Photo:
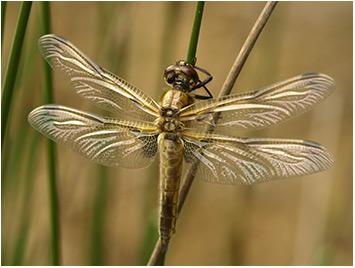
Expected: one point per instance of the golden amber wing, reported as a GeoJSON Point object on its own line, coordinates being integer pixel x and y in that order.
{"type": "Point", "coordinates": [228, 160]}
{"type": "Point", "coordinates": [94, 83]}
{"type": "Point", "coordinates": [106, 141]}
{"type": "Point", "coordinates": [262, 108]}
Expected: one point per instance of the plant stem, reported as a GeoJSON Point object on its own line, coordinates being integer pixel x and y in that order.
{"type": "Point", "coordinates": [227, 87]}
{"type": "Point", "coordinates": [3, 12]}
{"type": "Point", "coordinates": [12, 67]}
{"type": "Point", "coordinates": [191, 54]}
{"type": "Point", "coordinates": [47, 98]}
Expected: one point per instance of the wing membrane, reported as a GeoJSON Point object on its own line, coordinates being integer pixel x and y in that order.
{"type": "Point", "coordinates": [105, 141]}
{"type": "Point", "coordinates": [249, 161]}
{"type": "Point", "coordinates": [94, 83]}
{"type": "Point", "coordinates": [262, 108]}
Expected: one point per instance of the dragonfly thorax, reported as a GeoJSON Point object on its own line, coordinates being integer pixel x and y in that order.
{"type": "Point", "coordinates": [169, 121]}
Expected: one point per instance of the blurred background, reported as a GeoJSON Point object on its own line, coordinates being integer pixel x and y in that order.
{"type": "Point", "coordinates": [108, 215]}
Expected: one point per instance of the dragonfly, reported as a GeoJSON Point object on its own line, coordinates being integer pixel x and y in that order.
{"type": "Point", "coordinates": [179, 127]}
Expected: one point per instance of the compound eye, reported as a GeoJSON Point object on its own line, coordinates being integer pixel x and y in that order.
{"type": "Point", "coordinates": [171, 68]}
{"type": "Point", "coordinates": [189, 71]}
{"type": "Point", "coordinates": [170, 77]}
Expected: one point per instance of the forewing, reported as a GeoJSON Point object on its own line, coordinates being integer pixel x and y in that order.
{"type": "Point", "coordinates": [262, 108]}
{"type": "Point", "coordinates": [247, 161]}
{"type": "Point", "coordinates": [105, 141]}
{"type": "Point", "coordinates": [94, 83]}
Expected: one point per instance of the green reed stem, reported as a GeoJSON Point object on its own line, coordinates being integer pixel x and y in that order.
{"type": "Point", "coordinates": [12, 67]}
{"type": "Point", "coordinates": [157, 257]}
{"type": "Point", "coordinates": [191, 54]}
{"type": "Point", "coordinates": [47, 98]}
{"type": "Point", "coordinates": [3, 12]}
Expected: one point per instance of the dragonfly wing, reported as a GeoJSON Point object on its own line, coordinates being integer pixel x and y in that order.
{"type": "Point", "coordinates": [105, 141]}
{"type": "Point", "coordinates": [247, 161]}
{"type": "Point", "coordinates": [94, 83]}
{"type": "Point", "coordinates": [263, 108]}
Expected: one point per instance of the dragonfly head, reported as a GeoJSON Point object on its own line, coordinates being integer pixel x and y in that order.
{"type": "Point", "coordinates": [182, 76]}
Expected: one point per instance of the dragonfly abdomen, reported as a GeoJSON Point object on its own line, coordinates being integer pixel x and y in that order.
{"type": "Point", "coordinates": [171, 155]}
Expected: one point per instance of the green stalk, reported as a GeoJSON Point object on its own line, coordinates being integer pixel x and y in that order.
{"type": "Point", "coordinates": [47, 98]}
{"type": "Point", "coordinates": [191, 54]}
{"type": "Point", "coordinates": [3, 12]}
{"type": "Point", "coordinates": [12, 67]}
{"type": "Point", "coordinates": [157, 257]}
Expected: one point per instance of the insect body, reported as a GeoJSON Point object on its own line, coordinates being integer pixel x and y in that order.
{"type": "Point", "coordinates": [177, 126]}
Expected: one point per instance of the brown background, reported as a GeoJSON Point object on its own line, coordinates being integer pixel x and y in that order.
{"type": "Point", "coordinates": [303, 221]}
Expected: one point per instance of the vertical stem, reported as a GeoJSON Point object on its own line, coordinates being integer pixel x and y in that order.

...

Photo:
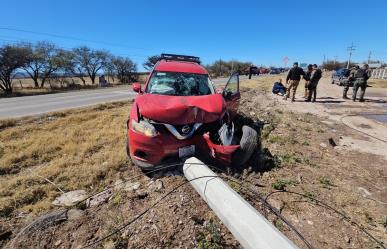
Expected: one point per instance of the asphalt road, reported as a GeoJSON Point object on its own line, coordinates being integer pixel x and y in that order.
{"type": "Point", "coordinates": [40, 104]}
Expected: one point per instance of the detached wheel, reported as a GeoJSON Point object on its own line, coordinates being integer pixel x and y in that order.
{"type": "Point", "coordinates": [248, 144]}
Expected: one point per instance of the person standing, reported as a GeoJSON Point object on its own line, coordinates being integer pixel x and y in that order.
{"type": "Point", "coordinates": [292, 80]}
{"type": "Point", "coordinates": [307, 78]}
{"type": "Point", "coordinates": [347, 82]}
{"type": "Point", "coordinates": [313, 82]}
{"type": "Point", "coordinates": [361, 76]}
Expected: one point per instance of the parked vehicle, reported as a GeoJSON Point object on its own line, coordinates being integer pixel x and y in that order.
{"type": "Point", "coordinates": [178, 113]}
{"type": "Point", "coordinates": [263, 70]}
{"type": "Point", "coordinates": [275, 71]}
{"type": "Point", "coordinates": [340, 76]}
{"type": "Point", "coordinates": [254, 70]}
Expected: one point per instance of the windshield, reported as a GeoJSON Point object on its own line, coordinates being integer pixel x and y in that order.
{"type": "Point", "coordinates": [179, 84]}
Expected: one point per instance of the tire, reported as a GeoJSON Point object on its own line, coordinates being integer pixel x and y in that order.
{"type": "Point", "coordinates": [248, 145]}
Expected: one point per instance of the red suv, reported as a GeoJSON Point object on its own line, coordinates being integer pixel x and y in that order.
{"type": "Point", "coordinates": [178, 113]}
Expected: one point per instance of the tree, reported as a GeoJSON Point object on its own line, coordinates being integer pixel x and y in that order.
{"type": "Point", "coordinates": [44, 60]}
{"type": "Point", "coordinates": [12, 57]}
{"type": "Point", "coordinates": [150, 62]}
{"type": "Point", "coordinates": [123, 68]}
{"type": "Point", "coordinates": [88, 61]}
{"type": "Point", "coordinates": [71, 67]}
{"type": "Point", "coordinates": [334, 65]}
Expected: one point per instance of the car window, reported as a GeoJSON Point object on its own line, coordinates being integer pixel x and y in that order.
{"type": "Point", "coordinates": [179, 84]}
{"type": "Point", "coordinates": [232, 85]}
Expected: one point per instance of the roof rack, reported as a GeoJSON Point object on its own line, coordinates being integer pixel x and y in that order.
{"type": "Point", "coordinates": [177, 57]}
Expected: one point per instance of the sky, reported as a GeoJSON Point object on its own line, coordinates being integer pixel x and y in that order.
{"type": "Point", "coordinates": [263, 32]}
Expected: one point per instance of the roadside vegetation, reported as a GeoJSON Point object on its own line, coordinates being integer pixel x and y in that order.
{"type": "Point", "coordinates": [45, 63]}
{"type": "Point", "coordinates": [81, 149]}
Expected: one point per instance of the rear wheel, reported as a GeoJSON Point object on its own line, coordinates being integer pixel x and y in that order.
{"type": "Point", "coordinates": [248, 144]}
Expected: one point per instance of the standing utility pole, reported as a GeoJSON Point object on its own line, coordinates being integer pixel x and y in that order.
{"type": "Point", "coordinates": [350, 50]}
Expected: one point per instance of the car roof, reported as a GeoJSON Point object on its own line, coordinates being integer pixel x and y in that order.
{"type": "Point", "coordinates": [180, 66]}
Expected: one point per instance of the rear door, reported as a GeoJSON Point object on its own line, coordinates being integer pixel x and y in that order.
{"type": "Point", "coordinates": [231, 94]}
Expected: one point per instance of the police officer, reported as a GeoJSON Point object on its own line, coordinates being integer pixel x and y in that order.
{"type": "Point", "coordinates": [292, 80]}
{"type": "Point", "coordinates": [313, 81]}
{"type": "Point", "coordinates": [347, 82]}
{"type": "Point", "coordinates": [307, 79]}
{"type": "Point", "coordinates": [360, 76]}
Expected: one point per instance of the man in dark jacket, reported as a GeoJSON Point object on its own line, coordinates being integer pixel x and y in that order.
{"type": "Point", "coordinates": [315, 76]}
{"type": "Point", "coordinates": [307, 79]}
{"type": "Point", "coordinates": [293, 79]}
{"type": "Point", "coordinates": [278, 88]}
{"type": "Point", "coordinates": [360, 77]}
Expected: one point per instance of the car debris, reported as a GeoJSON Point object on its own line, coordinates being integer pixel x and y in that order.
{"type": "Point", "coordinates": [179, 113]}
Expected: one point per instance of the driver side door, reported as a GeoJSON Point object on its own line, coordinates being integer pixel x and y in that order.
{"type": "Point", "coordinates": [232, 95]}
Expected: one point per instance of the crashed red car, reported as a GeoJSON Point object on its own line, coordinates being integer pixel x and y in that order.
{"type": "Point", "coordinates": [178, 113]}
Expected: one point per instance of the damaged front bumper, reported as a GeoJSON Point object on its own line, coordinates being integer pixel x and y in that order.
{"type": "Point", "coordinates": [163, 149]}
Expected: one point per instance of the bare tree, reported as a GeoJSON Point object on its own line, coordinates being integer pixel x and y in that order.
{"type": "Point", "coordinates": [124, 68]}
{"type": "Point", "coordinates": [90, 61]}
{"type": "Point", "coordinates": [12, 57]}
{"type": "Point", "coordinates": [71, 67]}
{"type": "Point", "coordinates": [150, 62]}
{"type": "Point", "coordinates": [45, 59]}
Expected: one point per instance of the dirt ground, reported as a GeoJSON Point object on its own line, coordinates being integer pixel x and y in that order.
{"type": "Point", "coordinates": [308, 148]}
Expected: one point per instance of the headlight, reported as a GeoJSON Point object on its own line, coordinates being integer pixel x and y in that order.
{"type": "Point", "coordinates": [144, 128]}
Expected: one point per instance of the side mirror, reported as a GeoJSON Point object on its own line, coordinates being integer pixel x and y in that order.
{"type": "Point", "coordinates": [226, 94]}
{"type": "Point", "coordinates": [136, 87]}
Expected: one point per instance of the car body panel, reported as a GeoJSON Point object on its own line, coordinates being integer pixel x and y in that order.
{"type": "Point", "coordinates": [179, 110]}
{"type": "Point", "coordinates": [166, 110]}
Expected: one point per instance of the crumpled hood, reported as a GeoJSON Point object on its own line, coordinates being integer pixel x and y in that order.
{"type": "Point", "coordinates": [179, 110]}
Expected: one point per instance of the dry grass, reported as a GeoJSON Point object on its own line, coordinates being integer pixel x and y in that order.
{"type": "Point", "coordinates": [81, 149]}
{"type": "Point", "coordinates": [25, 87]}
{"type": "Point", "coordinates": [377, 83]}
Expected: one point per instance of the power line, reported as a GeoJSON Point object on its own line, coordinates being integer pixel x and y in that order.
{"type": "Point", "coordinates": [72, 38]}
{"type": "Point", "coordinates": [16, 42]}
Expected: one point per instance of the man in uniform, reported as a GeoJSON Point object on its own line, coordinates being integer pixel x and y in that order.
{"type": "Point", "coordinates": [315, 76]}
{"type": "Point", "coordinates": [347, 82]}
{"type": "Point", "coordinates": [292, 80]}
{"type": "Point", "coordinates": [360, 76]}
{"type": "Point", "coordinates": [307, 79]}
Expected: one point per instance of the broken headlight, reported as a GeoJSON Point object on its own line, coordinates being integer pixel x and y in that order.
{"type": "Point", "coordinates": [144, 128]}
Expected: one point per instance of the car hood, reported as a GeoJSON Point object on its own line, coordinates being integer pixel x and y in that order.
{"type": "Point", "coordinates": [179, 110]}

What is required: Retype, exactly and in full, the lines above from the one containing "Expected: one point per instance of the green stalk, reported" through the one containing "Expected: one point per instance of the vertical".

Answer below:
Expected: one point per instance of the green stalk, reported as a GeoJSON Point object on its own line, coordinates being integer pixel x and y in that order.
{"type": "Point", "coordinates": [47, 98]}
{"type": "Point", "coordinates": [191, 54]}
{"type": "Point", "coordinates": [3, 12]}
{"type": "Point", "coordinates": [12, 67]}
{"type": "Point", "coordinates": [157, 257]}
Expected: one point per instance of the insect body, reported as a GeoJSON Point object on its own line, coordinates being integer pixel x and y in that order.
{"type": "Point", "coordinates": [177, 126]}
Expected: one point per instance of the brown background, reported as a GeoJSON Point object on its own line, coordinates being integer pixel x and y in that order.
{"type": "Point", "coordinates": [303, 221]}
Expected: one point per instance of the vertical stem, reported as a GeoJSON Point object on its own line, coordinates being integer pixel x and y in that order.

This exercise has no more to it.